* **Extracted text**:
* * *

Re: value of g in black holes

[Vic Decarlo <vdecarlo@DEPAUW.EDU>]

Carl:
    I don't see an easy way of getting at that square root factor; my
derivation required nearly a full page of calculations. Certainly the
factor
makes sense in the limit R--> infinity - very far from the black hole,
g is identical to the Newtonian prediction (in these units). Ultimately,

the square root term comes from the Schwarzschild metric which
tells us about the degree of spacetime curvature (i.e., the deviation
from the flat spacetime of special relativity) near the black hole.
    Maybe someone with a little more expertise in General Relativity
than me can see a "simple" way of deriving that square root factor.

* * *

(Position identification records)
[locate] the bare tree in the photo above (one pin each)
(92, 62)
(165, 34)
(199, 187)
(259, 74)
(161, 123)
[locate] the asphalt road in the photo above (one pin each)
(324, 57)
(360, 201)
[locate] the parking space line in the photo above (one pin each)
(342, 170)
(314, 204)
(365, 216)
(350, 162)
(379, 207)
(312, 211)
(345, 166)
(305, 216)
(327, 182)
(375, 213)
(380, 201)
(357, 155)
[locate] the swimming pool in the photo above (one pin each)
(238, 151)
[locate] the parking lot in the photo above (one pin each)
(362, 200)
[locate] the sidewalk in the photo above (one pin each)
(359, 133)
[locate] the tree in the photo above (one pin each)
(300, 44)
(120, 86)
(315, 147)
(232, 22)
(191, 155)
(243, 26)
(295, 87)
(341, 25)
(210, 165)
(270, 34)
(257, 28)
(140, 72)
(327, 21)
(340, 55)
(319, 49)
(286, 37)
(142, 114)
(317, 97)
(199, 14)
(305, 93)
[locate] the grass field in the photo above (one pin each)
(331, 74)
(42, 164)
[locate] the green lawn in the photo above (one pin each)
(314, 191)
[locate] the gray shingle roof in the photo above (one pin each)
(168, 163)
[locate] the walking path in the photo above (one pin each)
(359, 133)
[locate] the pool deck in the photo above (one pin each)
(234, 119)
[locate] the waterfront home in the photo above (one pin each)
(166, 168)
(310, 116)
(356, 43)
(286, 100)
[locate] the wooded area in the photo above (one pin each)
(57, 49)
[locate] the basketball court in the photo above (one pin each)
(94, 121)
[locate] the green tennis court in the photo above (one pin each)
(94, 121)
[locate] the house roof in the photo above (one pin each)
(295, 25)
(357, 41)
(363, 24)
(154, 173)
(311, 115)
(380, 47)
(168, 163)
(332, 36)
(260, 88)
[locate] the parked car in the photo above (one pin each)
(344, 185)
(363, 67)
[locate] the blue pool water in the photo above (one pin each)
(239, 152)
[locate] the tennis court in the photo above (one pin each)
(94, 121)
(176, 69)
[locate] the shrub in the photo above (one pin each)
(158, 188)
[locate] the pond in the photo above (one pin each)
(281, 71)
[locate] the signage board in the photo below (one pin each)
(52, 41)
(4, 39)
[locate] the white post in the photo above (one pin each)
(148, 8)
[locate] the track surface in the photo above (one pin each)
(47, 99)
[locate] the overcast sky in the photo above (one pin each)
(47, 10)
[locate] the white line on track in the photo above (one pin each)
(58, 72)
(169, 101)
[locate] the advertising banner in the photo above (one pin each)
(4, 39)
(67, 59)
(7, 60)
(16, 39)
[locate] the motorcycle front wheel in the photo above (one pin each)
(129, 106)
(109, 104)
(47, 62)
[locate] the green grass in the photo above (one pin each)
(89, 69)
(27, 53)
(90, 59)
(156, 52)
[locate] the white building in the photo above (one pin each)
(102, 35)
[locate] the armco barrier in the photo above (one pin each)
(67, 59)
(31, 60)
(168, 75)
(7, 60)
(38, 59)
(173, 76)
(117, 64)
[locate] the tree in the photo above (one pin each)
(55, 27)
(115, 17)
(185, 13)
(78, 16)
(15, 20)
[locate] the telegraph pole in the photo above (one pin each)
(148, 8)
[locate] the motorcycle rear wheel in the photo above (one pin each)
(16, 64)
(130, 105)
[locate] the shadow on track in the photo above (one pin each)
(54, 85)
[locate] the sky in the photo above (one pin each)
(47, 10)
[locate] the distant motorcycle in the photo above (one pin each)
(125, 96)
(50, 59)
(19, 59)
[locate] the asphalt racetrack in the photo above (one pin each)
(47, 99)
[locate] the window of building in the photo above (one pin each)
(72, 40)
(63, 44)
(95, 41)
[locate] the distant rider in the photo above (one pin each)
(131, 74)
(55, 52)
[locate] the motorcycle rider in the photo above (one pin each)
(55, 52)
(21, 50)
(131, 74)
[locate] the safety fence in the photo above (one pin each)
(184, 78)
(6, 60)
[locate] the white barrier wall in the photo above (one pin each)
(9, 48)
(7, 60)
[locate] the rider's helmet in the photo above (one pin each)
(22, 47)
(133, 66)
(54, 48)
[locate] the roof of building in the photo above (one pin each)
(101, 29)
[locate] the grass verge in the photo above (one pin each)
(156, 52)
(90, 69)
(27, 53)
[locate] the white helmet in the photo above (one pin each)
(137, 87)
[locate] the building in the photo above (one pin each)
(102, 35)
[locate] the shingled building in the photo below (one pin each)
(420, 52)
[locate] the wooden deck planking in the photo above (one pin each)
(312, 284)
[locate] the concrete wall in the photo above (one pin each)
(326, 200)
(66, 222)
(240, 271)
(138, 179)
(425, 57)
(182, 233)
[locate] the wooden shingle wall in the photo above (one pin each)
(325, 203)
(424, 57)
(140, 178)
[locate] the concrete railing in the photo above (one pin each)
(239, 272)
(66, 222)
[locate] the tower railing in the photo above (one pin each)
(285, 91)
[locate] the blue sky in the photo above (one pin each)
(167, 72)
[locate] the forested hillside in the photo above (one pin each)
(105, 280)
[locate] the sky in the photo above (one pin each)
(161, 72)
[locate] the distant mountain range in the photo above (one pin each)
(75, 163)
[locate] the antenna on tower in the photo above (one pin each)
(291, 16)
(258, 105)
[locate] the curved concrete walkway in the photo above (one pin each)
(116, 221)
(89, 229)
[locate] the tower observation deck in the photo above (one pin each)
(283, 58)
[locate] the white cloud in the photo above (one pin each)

* * *

* **Task 1**:
In the forum reply about the value of g near black holes, why does the writer say the square root factor makes sense as R goes to infinity? Answer in one to three sentences.
* **Task 2**:
Repeat the black hole reply word for word, everything from "[Vic Decarlo <vdecarlo@DEPAUW.EDU>]" down to "the black hole.".
* **Task 3**:
Go on with the forum reply about g in black holes, starting after its final sentence.

* **Exercise response 1**:
Very far from the black hole, g is identical to the Newtonian prediction in the units being used. The factor therefore behaves sensibly in that limit.

* **Exercise response 2**:
[Vic Decarlo <vdecarlo@DEPAUW.EDU>]

Carl:
    I don't see an easy way of getting at that square root factor; my
derivation required nearly a full page of calculations. Certainly the
factor
makes sense in the limit R--> infinity - very far from the black hole,
g is identical to the Newtonian prediction (in these units). Ultimately,

the square root term comes from the Schwarzschild metric which
tells us about the degree of spacetime curvature (i.e., the deviation
from the flat spacetime of special relativity) near the black hole.

* **Exercise response 3**:
Vic DeCarlo
DePauw University


"Carl E. Mungan" wrote:

> Vic Decarlo wrote:
>
> >     I'm teaching a course on black holes this semester using
> > the new excellent new intro text by Taylor and Wheeler
> > ("Exploring Black Holes").  One of the exercises involves
> > calculating the local acceleration of gravity for someone
> > standing on a shell of reduced circumference R surrounding
> > a nonspinning, spherical black hole of mass M.  The answer
> > turns out to be
> >
> >                 g = (M/R^2) / sqrt(1 - 2M/R)
>
> Well, as I said my formula was probably wrong :-)
> Now educate me: can you give me a simple derivation of the sqrt
> factor in the above expression?
> --
> Carl E. Mungan, Asst. Prof. of Physics  410-293-6680 (O) -3729 (F)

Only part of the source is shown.